**Textabschnitt:**
=======
FYI.

This story is over 5 years old.

Features

Wie eine politische Warnung Autechres ‚Anti‘ EP zu einem Klassiker von Warp Records machte

Autechres ‚Anti‘ EP ist dank ihrer politischen Radikalität einigermaßen legendär geworden. Zum 25. Jubiläum von Warp Records werfen wir einen Blick zurück.

Im Vorfeld des englischen Maifeiertags von 1992 hat die Polizei von Avon und Somerset es sich zur Aufgabe gemacht, das Avon Free Festival zu verhindern, eine Zusammenkunft im Freien, die bis zu diesem Zeitpunkt seit den 1970ern jährlich stattgefunden und Reisende, New Ager und Crusties aus ganz Großbritannien angezogen hat. Die Versuche, die Versammlung nicht stattfinden zu lassen, haben allerdings nur dazu geführt, dass die Leute in den Nachbarbezirk Worcestershire geströmt sind, wo sich geschätzte 25.000 Crusties und Wochenend-Raver beim Castlemorton Common zu einer Party im Freien getroffen haben, die eine Woche lang ging. Zu diesem Zeitpunkt war dies das größte Event, das die sprießende Free-Party-Bewegung in Großbritannien je gesehen hatte.
=======
**Aufgabe 1:** Gib den Text über Autechres ‚Anti‘ EP vollständig und wortgetreu wieder.

**Datensätze:**
=======
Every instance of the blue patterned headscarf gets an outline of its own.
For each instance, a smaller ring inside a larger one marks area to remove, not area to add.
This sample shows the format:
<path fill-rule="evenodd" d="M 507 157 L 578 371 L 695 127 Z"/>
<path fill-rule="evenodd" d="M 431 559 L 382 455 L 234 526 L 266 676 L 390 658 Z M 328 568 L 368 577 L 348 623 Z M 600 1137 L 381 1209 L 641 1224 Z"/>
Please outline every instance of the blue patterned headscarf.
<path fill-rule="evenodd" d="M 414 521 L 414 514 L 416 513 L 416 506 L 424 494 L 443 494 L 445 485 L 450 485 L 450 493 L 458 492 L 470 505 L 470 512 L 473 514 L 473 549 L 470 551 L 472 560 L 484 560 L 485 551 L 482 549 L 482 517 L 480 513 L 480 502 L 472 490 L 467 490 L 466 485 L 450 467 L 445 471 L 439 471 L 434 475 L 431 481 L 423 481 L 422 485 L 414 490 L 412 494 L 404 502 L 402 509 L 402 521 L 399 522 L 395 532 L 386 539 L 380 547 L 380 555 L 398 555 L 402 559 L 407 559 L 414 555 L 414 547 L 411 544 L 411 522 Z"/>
=======
**Aufgabe 2:** Gib nur die Zeilen der Datensätze vom Anfang bis einschließlich der Zeile mit „Please outline every“ als JSON-Liste von Zeichenketten aus, eine Zeichenkette pro Zeile und ohne Leerzeilen.

**Lösung 1:**
FYI.

This story is over 5 years old.

Features

Wie eine politische Warnung Autechres ‚Anti‘ EP zu einem Klassiker von Warp Records machte

Autechres ‚Anti‘ EP ist dank ihrer politischen Radikalität einigermaßen legendär geworden. Zum 25. Jubiläum von Warp Records werfen wir einen Blick zurück.

Im Vorfeld des englischen Maifeiertags von 1992 hat die Polizei von Avon und Somerset es sich zur Aufgabe gemacht, das Avon Free Festival zu verhindern, eine Zusammenkunft im Freien, die bis zu diesem Zeitpunkt seit den 1970ern jährlich stattgefunden und Reisende, New Ager und Crusties aus ganz Großbritannien angezogen hat. Die Versuche, die Versammlung nicht stattfinden zu lassen, haben allerdings nur dazu geführt, dass die Leute in den Nachbarbezirk Worcestershire geströmt sind, wo sich geschätzte 25.000 Crusties und Wochenend-Raver beim Castlemorton Common zu einer Party im Freien getroffen haben, die eine Woche lang ging. Zu diesem Zeitpunkt war dies das größte Event, das die sprießende Free-Party-Bewegung in Großbritannien je gesehen hatte.

**Lösung 2:**
[
  "Every instance of the blue patterned headscarf gets an outline of its own.",
  "For each instance, a smaller ring inside a larger one marks area to remove, not area to add.",
  "This sample shows the format:",
  "<path fill-rule=\"evenodd\" d=\"M 507 157 L 578 371 L 695 127 Z\"/>",
  "<path fill-rule=\"evenodd\" d=\"M 431 559 L 382 455 L 234 526 L 266 676 L 390 658 Z M 328 568 L 368 577 L 348 623 Z M 600 1137 L 381 1209 L 641 1224 Z\"/>",
  "Please outline every instance of the blue patterned headscarf."
]